-- Text excerpt follows --

DELISH BAKERY WAS AN INSTANT HIT
Holmgren opened two weeks ago and has sold out every day. “Opening weekend, I went through 90 pounds of butter.”
“Every day, I’ve increased twice the day before and I’m still not able to keep up,” she said. “I’m struggling to keep up.”
She added, “It’s a great problem, but I don’t want my quality to suffer and I hate letting people down.” She’s thinking about shortening her hours because she can’t seem to keep items in stock beyond the early afternoon. Unfortunately, she’s maxed out on the amount of pastry she can bake in a day.
She’s only able to squeeze two refrigerators and one freezer into the tiny space, which means she can’t order more ingredients because she simply can’t store them.
She’s not once been able to predict accurately how much of anything to make because demand has been so high.

-- Text excerpt concluded --

(Your instructions):
In the bakery text, how much butter did Holmgren use on opening weekend?

-- Study material follows --

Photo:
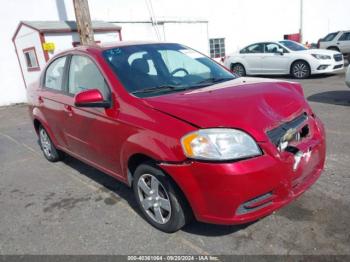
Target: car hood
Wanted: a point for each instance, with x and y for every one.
(251, 104)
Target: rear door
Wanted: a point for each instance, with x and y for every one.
(252, 55)
(344, 43)
(275, 59)
(52, 96)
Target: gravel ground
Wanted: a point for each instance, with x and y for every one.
(71, 208)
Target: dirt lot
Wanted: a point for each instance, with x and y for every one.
(71, 208)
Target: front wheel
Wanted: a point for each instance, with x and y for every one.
(49, 150)
(158, 199)
(300, 70)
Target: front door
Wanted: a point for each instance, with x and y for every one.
(91, 132)
(252, 56)
(344, 43)
(275, 60)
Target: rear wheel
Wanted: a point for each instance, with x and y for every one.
(158, 198)
(238, 69)
(300, 70)
(49, 150)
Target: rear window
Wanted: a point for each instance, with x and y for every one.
(330, 37)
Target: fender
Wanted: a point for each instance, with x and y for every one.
(153, 145)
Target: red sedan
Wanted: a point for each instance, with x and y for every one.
(192, 139)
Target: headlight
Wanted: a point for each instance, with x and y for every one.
(219, 144)
(323, 57)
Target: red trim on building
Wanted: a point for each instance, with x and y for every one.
(42, 40)
(36, 68)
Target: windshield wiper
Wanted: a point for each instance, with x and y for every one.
(158, 88)
(215, 80)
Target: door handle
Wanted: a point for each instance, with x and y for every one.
(68, 109)
(40, 100)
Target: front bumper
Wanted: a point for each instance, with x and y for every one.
(244, 191)
(327, 66)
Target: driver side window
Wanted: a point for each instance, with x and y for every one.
(181, 61)
(84, 75)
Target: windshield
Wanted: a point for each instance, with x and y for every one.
(294, 46)
(156, 69)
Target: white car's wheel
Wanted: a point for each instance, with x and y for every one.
(300, 70)
(238, 69)
(50, 152)
(158, 199)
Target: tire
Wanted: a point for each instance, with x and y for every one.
(158, 198)
(300, 70)
(238, 69)
(49, 150)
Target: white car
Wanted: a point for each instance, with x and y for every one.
(338, 41)
(282, 58)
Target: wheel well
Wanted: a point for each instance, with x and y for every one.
(136, 160)
(237, 63)
(300, 60)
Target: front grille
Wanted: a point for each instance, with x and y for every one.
(338, 57)
(277, 133)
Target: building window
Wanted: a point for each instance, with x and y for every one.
(31, 59)
(217, 47)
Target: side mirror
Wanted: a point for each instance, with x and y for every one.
(91, 98)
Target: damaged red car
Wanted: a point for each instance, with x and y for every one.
(191, 139)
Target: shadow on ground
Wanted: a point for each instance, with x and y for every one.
(121, 190)
(332, 97)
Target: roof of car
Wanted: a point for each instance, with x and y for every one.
(54, 26)
(109, 45)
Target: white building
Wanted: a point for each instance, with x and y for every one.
(238, 22)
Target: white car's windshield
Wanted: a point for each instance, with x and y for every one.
(156, 69)
(294, 46)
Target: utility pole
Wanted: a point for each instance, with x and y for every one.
(84, 25)
(301, 31)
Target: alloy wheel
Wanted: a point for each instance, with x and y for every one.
(238, 70)
(45, 143)
(154, 198)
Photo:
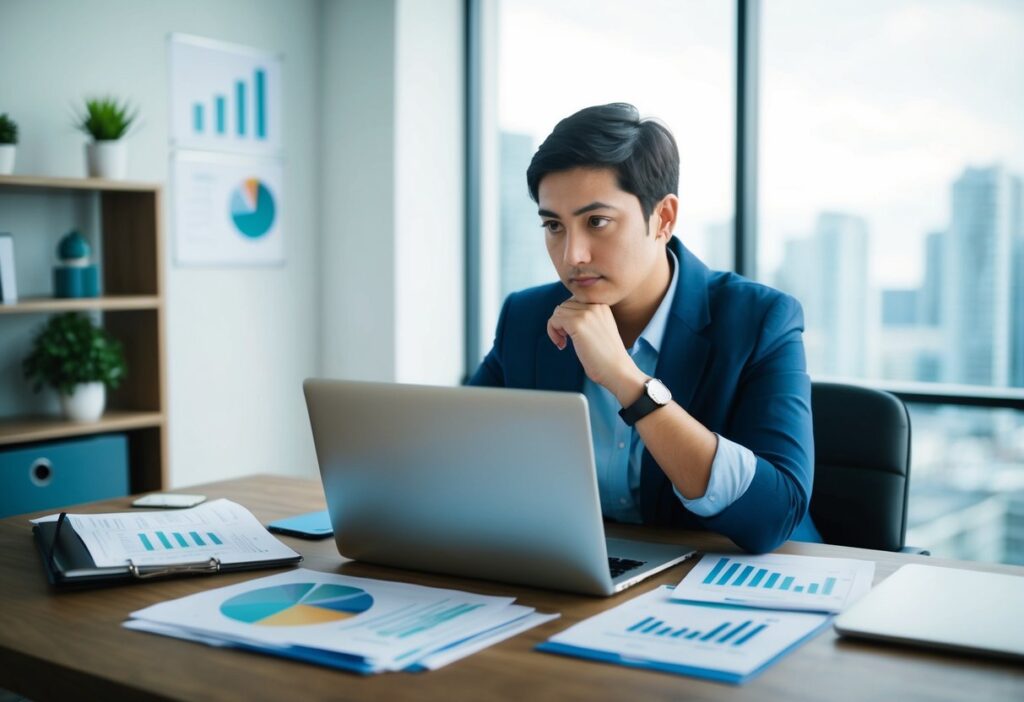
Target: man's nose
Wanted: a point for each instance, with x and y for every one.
(577, 248)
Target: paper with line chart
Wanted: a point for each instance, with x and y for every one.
(777, 581)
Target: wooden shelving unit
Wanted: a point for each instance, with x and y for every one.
(131, 268)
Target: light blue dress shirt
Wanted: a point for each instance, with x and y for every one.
(619, 449)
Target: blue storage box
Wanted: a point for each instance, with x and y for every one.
(49, 475)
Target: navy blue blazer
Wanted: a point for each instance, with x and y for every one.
(733, 357)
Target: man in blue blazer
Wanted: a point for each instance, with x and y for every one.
(696, 381)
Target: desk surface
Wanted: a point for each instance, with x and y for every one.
(72, 646)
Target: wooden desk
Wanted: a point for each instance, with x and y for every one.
(72, 646)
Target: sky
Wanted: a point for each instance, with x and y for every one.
(867, 106)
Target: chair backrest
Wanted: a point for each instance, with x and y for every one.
(861, 466)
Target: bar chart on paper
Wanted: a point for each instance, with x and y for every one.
(777, 581)
(726, 632)
(713, 641)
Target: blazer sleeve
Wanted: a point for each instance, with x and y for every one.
(772, 418)
(492, 371)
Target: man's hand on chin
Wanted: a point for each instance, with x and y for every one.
(599, 347)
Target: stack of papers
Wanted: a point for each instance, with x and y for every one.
(728, 620)
(220, 535)
(356, 624)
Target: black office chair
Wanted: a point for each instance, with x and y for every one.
(861, 467)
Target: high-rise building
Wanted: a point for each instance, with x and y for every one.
(929, 300)
(523, 257)
(981, 279)
(827, 273)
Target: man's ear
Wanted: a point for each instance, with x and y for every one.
(666, 212)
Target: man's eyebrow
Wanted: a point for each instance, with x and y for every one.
(584, 209)
(592, 207)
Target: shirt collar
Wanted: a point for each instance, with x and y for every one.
(654, 332)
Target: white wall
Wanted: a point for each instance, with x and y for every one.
(392, 190)
(373, 284)
(239, 341)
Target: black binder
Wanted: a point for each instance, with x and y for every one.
(68, 563)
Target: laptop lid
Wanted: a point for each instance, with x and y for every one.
(480, 482)
(948, 608)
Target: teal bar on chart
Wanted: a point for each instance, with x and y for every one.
(640, 623)
(240, 106)
(758, 577)
(750, 634)
(221, 103)
(734, 631)
(728, 574)
(260, 80)
(715, 571)
(717, 630)
(742, 576)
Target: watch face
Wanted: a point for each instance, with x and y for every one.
(657, 392)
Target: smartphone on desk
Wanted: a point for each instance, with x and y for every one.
(169, 500)
(309, 525)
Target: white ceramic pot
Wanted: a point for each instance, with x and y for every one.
(107, 159)
(7, 159)
(86, 403)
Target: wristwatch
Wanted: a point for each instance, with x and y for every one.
(654, 395)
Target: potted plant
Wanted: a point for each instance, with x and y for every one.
(8, 139)
(107, 121)
(79, 360)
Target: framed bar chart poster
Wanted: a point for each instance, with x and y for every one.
(224, 97)
(226, 209)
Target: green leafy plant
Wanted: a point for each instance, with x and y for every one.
(71, 350)
(8, 130)
(105, 119)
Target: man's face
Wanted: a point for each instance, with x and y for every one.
(597, 237)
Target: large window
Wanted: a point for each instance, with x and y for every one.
(890, 198)
(891, 205)
(549, 58)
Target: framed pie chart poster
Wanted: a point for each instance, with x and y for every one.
(226, 210)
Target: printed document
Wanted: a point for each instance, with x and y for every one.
(777, 581)
(728, 644)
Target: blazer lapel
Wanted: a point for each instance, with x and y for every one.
(681, 361)
(557, 369)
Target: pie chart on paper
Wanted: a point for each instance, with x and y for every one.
(253, 208)
(297, 604)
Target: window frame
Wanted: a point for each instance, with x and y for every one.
(748, 62)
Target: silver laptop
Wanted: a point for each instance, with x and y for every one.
(480, 482)
(947, 608)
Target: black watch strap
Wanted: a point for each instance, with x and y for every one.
(643, 406)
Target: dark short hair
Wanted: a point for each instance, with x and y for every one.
(642, 152)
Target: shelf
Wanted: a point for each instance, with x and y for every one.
(20, 429)
(107, 303)
(96, 184)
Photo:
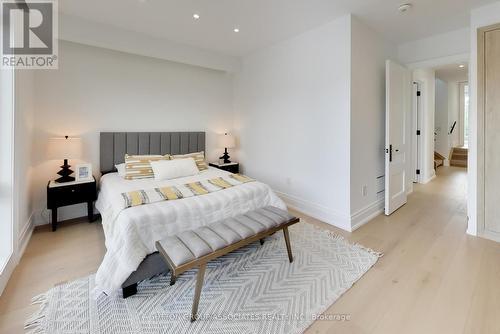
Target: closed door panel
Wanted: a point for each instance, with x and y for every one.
(398, 90)
(492, 129)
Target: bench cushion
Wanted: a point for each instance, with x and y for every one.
(190, 245)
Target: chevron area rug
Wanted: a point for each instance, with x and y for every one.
(252, 290)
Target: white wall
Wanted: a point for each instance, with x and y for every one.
(292, 104)
(97, 89)
(480, 17)
(369, 53)
(8, 231)
(441, 118)
(446, 46)
(427, 78)
(454, 114)
(24, 126)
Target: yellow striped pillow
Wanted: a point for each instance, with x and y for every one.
(199, 158)
(139, 166)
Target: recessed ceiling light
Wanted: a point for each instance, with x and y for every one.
(405, 7)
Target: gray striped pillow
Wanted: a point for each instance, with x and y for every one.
(199, 158)
(139, 166)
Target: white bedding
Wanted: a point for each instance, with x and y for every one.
(131, 233)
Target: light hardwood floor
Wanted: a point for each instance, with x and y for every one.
(433, 277)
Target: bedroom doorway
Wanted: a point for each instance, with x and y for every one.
(426, 126)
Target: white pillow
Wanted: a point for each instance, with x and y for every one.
(172, 169)
(121, 169)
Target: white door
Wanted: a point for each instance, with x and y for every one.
(398, 103)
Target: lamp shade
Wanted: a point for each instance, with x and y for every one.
(226, 141)
(64, 148)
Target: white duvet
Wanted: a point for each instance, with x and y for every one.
(131, 233)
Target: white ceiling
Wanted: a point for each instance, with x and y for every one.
(453, 73)
(264, 22)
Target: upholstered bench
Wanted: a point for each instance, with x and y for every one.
(195, 248)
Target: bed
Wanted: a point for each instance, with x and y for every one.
(131, 233)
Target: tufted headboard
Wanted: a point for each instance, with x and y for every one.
(114, 145)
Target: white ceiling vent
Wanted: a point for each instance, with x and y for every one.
(405, 7)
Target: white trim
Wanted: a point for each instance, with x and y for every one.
(24, 239)
(429, 179)
(7, 272)
(25, 236)
(366, 214)
(317, 211)
(490, 235)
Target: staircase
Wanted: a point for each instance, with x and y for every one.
(438, 160)
(459, 157)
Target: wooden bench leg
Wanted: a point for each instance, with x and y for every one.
(287, 242)
(172, 277)
(197, 291)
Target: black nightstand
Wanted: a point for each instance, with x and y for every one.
(62, 194)
(232, 167)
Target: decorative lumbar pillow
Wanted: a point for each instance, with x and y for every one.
(120, 168)
(139, 166)
(172, 169)
(199, 158)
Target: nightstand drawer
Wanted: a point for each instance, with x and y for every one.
(72, 194)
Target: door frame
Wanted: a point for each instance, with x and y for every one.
(416, 140)
(480, 136)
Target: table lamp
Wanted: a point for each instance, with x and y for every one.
(226, 141)
(64, 148)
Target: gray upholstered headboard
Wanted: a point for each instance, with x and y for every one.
(114, 145)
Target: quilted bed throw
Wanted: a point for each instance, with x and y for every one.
(147, 196)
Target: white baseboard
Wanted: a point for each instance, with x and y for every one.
(491, 236)
(24, 238)
(316, 211)
(6, 272)
(366, 214)
(429, 178)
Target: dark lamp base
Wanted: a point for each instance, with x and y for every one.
(65, 173)
(226, 157)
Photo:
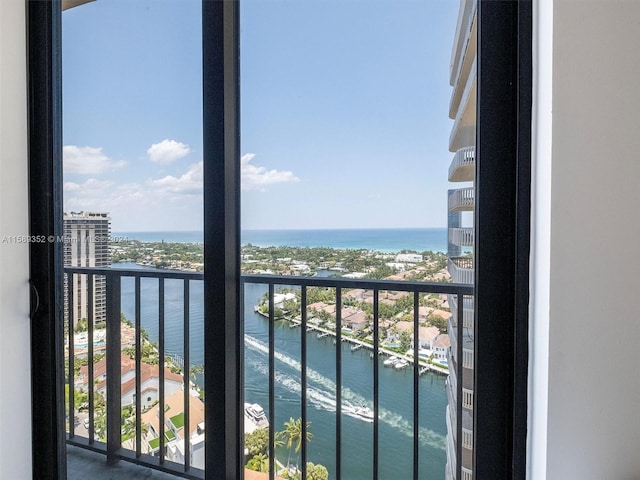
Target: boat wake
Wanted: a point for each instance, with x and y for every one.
(321, 394)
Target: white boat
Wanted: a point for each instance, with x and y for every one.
(391, 361)
(400, 365)
(364, 413)
(255, 413)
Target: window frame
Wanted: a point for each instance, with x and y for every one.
(502, 230)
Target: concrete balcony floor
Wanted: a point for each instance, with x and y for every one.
(84, 464)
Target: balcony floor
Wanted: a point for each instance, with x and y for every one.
(83, 464)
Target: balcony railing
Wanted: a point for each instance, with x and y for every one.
(463, 165)
(462, 199)
(467, 314)
(461, 269)
(462, 237)
(170, 442)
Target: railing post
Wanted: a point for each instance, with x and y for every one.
(113, 368)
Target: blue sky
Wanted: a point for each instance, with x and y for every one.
(344, 113)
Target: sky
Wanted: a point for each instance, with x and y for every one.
(344, 113)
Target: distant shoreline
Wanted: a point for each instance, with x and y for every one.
(383, 239)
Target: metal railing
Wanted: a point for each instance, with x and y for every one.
(462, 199)
(108, 439)
(463, 158)
(461, 269)
(463, 237)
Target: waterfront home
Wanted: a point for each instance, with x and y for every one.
(441, 346)
(353, 318)
(280, 298)
(149, 380)
(174, 429)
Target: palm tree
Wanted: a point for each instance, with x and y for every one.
(293, 434)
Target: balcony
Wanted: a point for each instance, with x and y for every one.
(467, 314)
(466, 17)
(465, 62)
(162, 430)
(463, 237)
(463, 165)
(461, 269)
(462, 200)
(463, 132)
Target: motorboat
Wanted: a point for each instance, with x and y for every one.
(391, 361)
(364, 413)
(255, 413)
(400, 365)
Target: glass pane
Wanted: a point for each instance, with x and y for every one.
(132, 161)
(347, 114)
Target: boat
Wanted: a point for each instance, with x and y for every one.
(255, 413)
(400, 365)
(391, 361)
(364, 413)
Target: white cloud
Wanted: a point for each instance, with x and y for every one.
(254, 177)
(167, 151)
(188, 183)
(87, 160)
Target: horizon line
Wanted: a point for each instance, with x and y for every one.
(287, 229)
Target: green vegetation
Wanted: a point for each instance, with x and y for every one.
(178, 420)
(257, 443)
(280, 260)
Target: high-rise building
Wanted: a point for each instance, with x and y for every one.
(86, 236)
(461, 205)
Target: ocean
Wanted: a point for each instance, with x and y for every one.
(381, 239)
(396, 387)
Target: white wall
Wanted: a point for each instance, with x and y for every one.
(585, 415)
(15, 393)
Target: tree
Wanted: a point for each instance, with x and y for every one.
(82, 325)
(405, 341)
(257, 441)
(259, 463)
(293, 434)
(317, 472)
(437, 321)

-- Study material concluded --

(Solution for this exercise):
90 pounds